Coordinate annotation records
━━━━━━━━━━━━━━━━

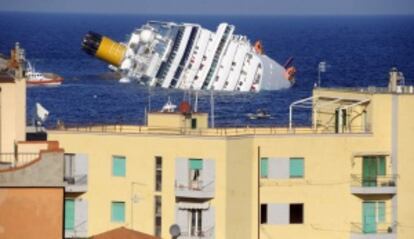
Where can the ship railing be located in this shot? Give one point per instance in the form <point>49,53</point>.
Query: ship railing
<point>219,131</point>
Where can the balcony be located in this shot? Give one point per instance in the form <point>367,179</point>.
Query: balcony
<point>14,160</point>
<point>79,229</point>
<point>377,231</point>
<point>194,189</point>
<point>76,172</point>
<point>206,234</point>
<point>376,185</point>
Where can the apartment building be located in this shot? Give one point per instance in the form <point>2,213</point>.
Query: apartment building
<point>348,175</point>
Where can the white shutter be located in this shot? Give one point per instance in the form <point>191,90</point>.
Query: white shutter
<point>81,164</point>
<point>208,222</point>
<point>278,168</point>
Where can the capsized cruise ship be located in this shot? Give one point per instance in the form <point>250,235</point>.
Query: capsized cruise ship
<point>187,56</point>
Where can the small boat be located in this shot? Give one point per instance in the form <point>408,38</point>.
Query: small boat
<point>35,78</point>
<point>169,107</point>
<point>260,114</point>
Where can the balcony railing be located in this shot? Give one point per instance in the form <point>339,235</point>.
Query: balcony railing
<point>378,181</point>
<point>374,185</point>
<point>12,160</point>
<point>214,132</point>
<point>204,234</point>
<point>378,228</point>
<point>196,188</point>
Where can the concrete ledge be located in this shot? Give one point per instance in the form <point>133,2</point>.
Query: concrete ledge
<point>374,190</point>
<point>374,236</point>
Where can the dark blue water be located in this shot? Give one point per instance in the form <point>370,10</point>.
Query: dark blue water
<point>360,51</point>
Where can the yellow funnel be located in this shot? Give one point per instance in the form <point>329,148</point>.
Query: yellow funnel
<point>111,51</point>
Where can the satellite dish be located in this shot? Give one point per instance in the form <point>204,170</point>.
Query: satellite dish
<point>175,230</point>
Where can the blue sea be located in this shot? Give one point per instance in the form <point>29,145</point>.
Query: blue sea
<point>360,50</point>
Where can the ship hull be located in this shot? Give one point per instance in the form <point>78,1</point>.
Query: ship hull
<point>187,56</point>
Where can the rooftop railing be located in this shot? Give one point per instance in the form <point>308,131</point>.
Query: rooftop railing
<point>224,131</point>
<point>12,160</point>
<point>377,228</point>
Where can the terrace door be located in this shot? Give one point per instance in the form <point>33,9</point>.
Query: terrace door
<point>369,222</point>
<point>369,171</point>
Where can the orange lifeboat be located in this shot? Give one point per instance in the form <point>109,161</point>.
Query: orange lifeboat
<point>258,47</point>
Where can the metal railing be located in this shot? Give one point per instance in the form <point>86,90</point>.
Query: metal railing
<point>12,160</point>
<point>196,185</point>
<point>377,228</point>
<point>220,131</point>
<point>203,234</point>
<point>358,180</point>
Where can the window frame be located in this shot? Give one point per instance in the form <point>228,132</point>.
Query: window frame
<point>113,217</point>
<point>72,227</point>
<point>302,221</point>
<point>290,167</point>
<point>264,172</point>
<point>113,171</point>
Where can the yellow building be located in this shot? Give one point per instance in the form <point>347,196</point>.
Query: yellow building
<point>349,175</point>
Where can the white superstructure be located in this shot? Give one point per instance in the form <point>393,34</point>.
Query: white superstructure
<point>187,56</point>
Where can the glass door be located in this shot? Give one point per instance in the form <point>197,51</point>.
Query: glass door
<point>369,218</point>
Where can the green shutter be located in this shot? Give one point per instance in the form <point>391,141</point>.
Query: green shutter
<point>381,166</point>
<point>381,212</point>
<point>296,167</point>
<point>118,211</point>
<point>69,214</point>
<point>264,167</point>
<point>194,123</point>
<point>196,164</point>
<point>118,166</point>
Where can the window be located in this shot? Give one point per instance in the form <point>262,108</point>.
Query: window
<point>381,166</point>
<point>296,168</point>
<point>118,212</point>
<point>69,214</point>
<point>381,212</point>
<point>296,213</point>
<point>158,173</point>
<point>118,166</point>
<point>264,167</point>
<point>196,222</point>
<point>263,214</point>
<point>196,166</point>
<point>158,219</point>
<point>194,123</point>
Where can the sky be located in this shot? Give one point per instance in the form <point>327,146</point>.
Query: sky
<point>234,7</point>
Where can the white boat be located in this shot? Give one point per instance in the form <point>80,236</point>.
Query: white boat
<point>260,114</point>
<point>34,78</point>
<point>187,56</point>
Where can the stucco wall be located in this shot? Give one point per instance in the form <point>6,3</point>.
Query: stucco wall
<point>31,213</point>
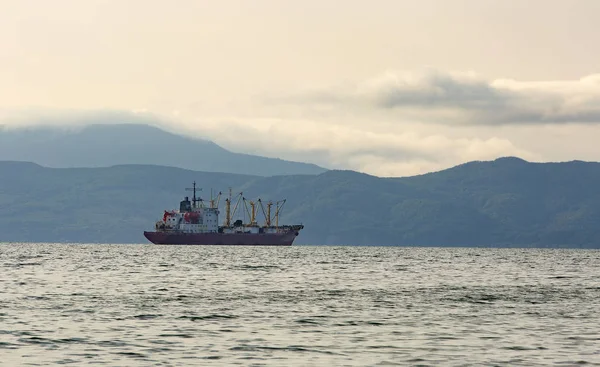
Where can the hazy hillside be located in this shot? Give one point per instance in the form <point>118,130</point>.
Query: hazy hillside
<point>507,202</point>
<point>104,145</point>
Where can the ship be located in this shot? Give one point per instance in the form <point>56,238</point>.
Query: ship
<point>197,223</point>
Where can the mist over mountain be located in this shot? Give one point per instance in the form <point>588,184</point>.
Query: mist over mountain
<point>506,202</point>
<point>104,145</point>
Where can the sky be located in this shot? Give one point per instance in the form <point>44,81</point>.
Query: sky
<point>385,87</point>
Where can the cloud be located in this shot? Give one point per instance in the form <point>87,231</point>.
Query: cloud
<point>461,98</point>
<point>359,147</point>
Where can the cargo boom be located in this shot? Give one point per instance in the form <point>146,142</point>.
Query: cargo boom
<point>197,224</point>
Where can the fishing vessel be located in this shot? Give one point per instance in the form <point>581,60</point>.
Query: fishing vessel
<point>196,223</point>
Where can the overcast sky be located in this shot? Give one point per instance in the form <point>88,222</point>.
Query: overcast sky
<point>384,87</point>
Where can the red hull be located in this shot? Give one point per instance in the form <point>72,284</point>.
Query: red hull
<point>226,239</point>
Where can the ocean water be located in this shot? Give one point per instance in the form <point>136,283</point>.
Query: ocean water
<point>146,305</point>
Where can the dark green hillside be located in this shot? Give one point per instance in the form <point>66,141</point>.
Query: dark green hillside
<point>506,202</point>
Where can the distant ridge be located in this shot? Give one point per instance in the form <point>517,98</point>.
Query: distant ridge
<point>502,203</point>
<point>104,145</point>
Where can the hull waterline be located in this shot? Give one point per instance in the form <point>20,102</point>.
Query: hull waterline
<point>222,239</point>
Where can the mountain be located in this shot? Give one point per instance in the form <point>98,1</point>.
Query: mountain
<point>506,202</point>
<point>104,145</point>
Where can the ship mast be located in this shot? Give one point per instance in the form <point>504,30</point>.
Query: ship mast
<point>194,199</point>
<point>228,210</point>
<point>267,214</point>
<point>278,211</point>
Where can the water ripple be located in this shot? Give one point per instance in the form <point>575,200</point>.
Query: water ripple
<point>158,305</point>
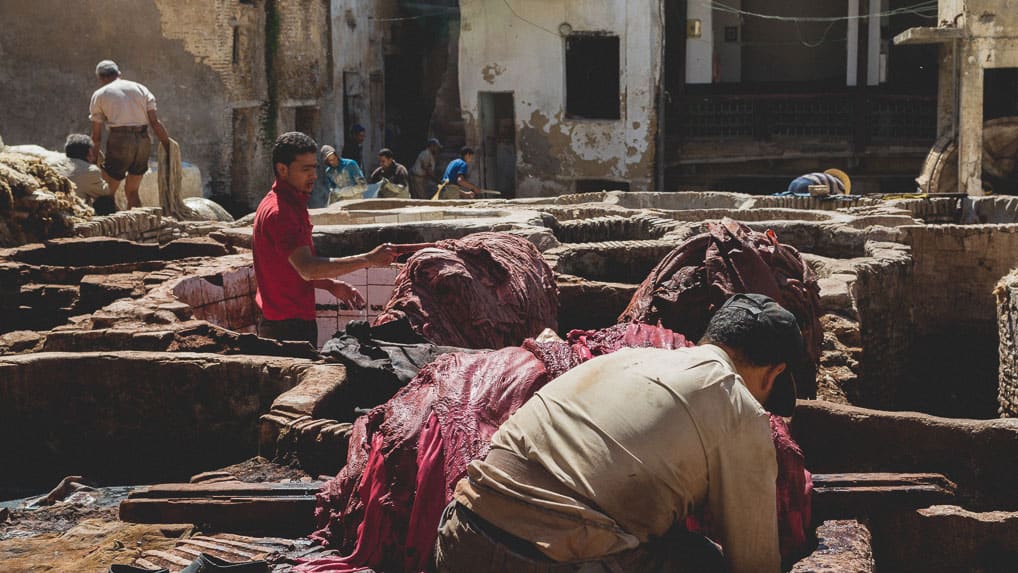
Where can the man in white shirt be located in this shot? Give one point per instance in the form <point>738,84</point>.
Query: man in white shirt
<point>599,470</point>
<point>127,109</point>
<point>423,175</point>
<point>87,177</point>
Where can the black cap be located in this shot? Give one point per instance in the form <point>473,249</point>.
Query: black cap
<point>786,331</point>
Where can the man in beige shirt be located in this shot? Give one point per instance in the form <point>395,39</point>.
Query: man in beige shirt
<point>127,109</point>
<point>87,177</point>
<point>599,470</point>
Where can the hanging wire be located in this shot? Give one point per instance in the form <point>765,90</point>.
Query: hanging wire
<point>534,24</point>
<point>920,9</point>
<point>818,43</point>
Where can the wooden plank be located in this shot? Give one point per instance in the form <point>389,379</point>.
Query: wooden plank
<point>285,516</point>
<point>854,496</point>
<point>926,35</point>
<point>227,489</point>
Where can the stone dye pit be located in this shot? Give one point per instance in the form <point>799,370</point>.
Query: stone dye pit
<point>136,362</point>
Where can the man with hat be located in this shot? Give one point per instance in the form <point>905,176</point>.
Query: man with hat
<point>601,468</point>
<point>334,173</point>
<point>127,109</point>
<point>830,182</point>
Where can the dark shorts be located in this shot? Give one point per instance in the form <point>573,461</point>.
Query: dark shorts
<point>127,152</point>
<point>467,542</point>
<point>290,329</point>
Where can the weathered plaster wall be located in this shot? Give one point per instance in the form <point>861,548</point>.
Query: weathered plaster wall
<point>991,29</point>
<point>48,54</point>
<point>358,67</point>
<point>501,52</point>
<point>699,51</point>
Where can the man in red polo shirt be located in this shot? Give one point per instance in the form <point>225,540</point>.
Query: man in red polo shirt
<point>285,265</point>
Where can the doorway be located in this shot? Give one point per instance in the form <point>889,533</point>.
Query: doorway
<point>498,148</point>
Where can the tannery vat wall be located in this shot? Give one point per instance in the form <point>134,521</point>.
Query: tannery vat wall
<point>523,49</point>
<point>205,60</point>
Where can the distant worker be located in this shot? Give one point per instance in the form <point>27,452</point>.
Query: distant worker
<point>127,109</point>
<point>353,148</point>
<point>87,177</point>
<point>832,181</point>
<point>388,169</point>
<point>577,482</point>
<point>286,268</point>
<point>423,176</point>
<point>334,173</point>
<point>455,177</point>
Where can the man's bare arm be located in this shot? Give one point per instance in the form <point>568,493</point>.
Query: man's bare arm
<point>313,268</point>
<point>158,127</point>
<point>463,182</point>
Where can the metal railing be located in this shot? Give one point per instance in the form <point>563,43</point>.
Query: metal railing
<point>858,117</point>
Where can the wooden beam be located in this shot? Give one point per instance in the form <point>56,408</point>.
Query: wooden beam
<point>925,35</point>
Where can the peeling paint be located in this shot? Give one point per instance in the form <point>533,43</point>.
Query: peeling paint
<point>491,71</point>
<point>554,152</point>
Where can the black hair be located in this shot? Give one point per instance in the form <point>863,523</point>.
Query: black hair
<point>77,146</point>
<point>752,340</point>
<point>289,146</point>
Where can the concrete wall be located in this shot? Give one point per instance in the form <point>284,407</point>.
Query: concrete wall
<point>501,52</point>
<point>783,51</point>
<point>729,54</point>
<point>699,51</point>
<point>991,29</point>
<point>215,105</point>
<point>358,68</point>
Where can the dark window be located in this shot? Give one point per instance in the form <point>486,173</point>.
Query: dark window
<point>592,76</point>
<point>595,185</point>
<point>305,119</point>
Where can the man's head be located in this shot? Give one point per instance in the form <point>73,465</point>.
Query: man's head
<point>294,160</point>
<point>765,342</point>
<point>329,156</point>
<point>358,133</point>
<point>77,146</point>
<point>107,70</point>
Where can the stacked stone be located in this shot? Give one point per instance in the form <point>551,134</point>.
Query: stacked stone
<point>142,225</point>
<point>1007,326</point>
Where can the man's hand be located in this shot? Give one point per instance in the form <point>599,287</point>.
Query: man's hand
<point>382,254</point>
<point>344,292</point>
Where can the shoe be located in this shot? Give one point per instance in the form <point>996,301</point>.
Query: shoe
<point>210,564</point>
<point>132,569</point>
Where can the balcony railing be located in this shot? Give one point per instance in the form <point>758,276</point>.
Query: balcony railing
<point>858,118</point>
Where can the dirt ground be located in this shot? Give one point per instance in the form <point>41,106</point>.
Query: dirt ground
<point>83,533</point>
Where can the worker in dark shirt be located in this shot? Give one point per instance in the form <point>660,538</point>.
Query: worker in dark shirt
<point>354,146</point>
<point>286,268</point>
<point>389,169</point>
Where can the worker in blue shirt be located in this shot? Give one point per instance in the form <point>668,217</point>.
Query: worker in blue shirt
<point>455,177</point>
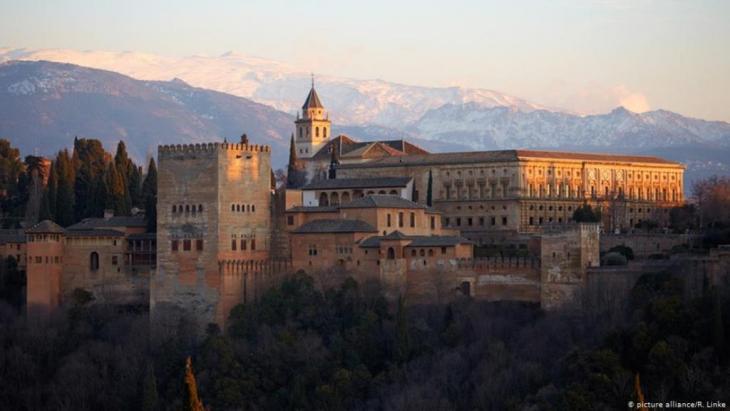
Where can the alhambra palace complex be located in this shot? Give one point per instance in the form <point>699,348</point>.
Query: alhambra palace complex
<point>387,211</point>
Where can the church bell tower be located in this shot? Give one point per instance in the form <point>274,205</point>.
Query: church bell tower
<point>312,126</point>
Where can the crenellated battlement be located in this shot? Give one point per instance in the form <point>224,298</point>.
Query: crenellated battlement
<point>178,149</point>
<point>486,263</point>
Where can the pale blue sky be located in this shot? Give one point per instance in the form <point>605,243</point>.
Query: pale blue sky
<point>582,55</point>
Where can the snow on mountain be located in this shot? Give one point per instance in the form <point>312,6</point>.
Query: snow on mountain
<point>349,101</point>
<point>505,127</point>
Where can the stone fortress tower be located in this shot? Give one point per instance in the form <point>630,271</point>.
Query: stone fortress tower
<point>213,229</point>
<point>312,127</point>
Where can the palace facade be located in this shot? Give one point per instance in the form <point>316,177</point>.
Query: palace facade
<point>387,211</point>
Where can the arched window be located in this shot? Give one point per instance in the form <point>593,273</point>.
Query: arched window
<point>323,200</point>
<point>94,261</point>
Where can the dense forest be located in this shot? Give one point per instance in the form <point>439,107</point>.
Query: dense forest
<point>76,185</point>
<point>346,348</point>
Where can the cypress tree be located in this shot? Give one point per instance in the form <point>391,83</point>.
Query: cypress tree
<point>292,171</point>
<point>429,190</point>
<point>402,342</point>
<point>125,168</point>
<point>117,196</point>
<point>65,198</point>
<point>149,194</point>
<point>192,401</point>
<point>134,185</point>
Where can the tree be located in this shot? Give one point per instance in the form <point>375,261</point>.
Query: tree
<point>149,194</point>
<point>295,176</point>
<point>402,342</point>
<point>125,167</point>
<point>65,199</point>
<point>192,402</point>
<point>90,163</point>
<point>117,198</point>
<point>429,190</point>
<point>586,214</point>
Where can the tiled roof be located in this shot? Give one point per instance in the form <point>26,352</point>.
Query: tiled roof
<point>94,233</point>
<point>417,240</point>
<point>503,155</point>
<point>309,209</point>
<point>12,236</point>
<point>375,182</point>
<point>142,236</point>
<point>116,221</point>
<point>45,226</point>
<point>335,226</point>
<point>382,201</point>
<point>312,100</point>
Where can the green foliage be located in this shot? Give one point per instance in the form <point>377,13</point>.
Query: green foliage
<point>587,214</point>
<point>429,190</point>
<point>149,194</point>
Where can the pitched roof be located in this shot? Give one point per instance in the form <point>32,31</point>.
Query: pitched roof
<point>503,155</point>
<point>46,226</point>
<point>313,209</point>
<point>335,226</point>
<point>115,221</point>
<point>417,240</point>
<point>350,148</point>
<point>12,236</point>
<point>375,182</point>
<point>382,201</point>
<point>94,233</point>
<point>312,100</point>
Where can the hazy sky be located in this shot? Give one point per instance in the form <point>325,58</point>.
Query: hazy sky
<point>587,56</point>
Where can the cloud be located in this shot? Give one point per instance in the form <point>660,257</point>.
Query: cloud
<point>634,101</point>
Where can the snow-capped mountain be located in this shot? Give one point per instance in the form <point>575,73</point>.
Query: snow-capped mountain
<point>619,130</point>
<point>350,101</point>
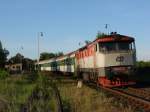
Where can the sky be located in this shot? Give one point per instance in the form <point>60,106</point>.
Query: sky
<point>66,23</point>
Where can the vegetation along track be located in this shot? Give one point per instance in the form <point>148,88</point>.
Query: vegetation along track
<point>136,97</point>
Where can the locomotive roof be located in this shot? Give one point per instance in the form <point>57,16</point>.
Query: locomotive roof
<point>114,38</point>
<point>110,38</point>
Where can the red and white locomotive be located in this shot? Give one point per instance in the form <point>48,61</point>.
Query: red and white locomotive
<point>109,61</point>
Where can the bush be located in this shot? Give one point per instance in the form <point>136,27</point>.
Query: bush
<point>3,74</point>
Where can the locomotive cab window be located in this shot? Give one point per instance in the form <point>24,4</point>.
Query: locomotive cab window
<point>115,46</point>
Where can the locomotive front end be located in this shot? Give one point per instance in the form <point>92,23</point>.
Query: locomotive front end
<point>116,58</point>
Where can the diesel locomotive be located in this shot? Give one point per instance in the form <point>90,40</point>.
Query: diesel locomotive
<point>108,61</point>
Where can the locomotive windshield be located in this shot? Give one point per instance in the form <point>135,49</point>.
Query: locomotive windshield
<point>116,46</point>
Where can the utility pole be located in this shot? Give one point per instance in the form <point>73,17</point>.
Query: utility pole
<point>40,34</point>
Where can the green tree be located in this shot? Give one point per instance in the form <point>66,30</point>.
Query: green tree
<point>3,56</point>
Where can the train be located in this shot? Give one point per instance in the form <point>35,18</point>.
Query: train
<point>108,61</point>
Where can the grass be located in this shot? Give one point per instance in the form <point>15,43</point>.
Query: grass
<point>19,92</point>
<point>86,99</point>
<point>14,91</point>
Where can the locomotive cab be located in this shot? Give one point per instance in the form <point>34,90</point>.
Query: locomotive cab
<point>116,58</point>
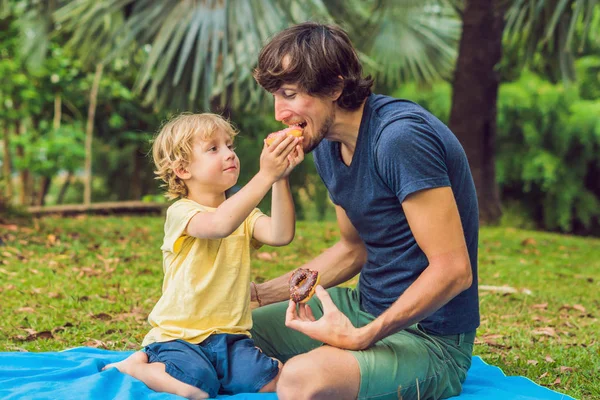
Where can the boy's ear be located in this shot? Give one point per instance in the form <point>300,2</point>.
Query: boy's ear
<point>182,173</point>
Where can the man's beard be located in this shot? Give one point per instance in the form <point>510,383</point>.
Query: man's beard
<point>315,140</point>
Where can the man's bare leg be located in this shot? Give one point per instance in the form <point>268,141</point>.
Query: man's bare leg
<point>323,373</point>
<point>155,377</point>
<point>272,386</point>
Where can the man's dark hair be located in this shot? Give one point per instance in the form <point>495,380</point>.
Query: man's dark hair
<point>316,56</point>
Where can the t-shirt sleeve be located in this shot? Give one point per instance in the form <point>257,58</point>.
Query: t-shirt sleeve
<point>251,222</point>
<point>411,157</point>
<point>178,216</point>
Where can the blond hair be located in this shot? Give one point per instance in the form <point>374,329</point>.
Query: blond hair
<point>172,148</point>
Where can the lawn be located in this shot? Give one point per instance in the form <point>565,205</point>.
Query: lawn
<point>91,281</point>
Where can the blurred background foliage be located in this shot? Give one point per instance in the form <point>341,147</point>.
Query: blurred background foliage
<point>111,72</point>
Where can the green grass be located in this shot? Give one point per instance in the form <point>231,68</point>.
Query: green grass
<point>91,281</point>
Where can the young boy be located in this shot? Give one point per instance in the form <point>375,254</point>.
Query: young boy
<point>200,344</point>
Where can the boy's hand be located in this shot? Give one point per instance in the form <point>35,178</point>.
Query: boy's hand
<point>294,158</point>
<point>274,161</point>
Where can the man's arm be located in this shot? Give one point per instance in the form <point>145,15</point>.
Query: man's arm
<point>336,265</point>
<point>435,222</point>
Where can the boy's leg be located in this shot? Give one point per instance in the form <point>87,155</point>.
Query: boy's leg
<point>242,367</point>
<point>155,376</point>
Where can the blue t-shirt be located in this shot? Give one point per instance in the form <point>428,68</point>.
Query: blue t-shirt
<point>401,148</point>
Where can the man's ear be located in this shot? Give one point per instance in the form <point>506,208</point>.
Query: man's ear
<point>182,173</point>
<point>338,91</point>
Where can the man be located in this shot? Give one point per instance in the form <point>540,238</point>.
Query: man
<point>407,212</point>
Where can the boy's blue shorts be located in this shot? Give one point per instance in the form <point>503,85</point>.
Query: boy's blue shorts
<point>221,364</point>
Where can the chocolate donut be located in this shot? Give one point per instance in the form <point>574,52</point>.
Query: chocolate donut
<point>302,284</point>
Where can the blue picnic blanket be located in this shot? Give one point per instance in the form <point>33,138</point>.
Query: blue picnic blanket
<point>76,374</point>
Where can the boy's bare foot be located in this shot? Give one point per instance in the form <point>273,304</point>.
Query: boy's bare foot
<point>139,357</point>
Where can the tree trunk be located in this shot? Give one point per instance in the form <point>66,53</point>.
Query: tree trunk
<point>63,188</point>
<point>25,195</point>
<point>43,187</point>
<point>89,135</point>
<point>44,181</point>
<point>474,97</point>
<point>6,167</point>
<point>135,189</point>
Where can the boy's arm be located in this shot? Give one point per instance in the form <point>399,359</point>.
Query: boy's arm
<point>279,228</point>
<point>233,211</point>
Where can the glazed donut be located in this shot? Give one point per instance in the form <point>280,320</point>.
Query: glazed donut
<point>291,131</point>
<point>302,284</point>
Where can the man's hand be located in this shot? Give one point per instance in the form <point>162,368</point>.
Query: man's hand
<point>333,328</point>
<point>295,158</point>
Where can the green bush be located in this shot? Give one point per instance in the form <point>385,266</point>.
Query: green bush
<point>547,146</point>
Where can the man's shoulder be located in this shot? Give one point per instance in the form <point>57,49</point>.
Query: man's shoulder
<point>386,108</point>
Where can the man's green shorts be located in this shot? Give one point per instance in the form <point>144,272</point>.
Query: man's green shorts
<point>409,364</point>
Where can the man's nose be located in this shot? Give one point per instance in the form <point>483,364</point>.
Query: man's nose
<point>281,111</point>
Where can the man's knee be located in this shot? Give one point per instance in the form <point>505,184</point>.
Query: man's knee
<point>298,380</point>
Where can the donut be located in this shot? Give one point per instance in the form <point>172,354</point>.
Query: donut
<point>291,131</point>
<point>302,284</point>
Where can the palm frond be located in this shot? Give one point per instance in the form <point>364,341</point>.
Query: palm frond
<point>412,42</point>
<point>551,28</point>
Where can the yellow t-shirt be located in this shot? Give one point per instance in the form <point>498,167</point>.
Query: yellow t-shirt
<point>206,284</point>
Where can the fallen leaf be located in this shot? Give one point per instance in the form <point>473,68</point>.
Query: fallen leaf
<point>95,343</point>
<point>547,331</point>
<point>579,307</point>
<point>102,316</point>
<point>529,242</point>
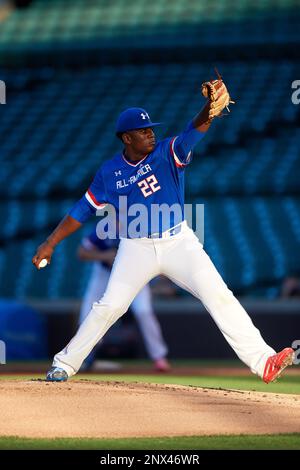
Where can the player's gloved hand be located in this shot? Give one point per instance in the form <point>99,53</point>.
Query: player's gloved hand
<point>44,251</point>
<point>218,96</point>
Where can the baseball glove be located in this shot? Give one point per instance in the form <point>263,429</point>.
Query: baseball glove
<point>219,98</point>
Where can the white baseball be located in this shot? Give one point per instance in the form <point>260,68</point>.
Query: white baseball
<point>43,263</point>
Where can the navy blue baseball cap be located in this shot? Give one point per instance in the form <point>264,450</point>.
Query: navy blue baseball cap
<point>134,118</point>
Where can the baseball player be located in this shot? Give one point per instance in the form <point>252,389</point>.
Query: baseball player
<point>102,253</point>
<point>149,173</point>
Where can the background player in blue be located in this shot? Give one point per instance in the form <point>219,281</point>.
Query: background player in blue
<point>102,253</point>
<point>151,173</point>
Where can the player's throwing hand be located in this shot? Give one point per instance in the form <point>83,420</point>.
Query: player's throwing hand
<point>44,251</point>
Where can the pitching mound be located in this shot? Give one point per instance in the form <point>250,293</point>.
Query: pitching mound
<point>117,409</point>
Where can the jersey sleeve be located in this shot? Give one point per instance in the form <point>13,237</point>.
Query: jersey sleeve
<point>93,200</point>
<point>95,194</point>
<point>181,146</point>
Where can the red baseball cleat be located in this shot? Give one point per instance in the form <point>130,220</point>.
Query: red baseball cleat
<point>277,363</point>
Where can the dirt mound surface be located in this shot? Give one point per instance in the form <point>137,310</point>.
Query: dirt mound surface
<point>116,409</point>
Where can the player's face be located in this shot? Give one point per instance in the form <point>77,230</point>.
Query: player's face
<point>141,140</point>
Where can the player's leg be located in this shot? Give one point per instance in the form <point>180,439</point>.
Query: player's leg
<point>95,289</point>
<point>190,267</point>
<point>150,328</point>
<point>134,266</point>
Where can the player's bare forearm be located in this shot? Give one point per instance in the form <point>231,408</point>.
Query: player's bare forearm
<point>66,227</point>
<point>201,121</point>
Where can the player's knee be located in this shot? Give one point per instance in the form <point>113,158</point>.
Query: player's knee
<point>110,309</point>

━━━━━━━━━━━━━━━━

Edit everything from the line containing "Where can the red and" down to the line containing "<point>109,61</point>", replacing "locomotive" with "train engine" and leaving the rest of those lines unchanged.

Where can the red and white train engine be located in this shot? Give one point per instance in the form <point>48,61</point>.
Query: red and white train engine
<point>109,61</point>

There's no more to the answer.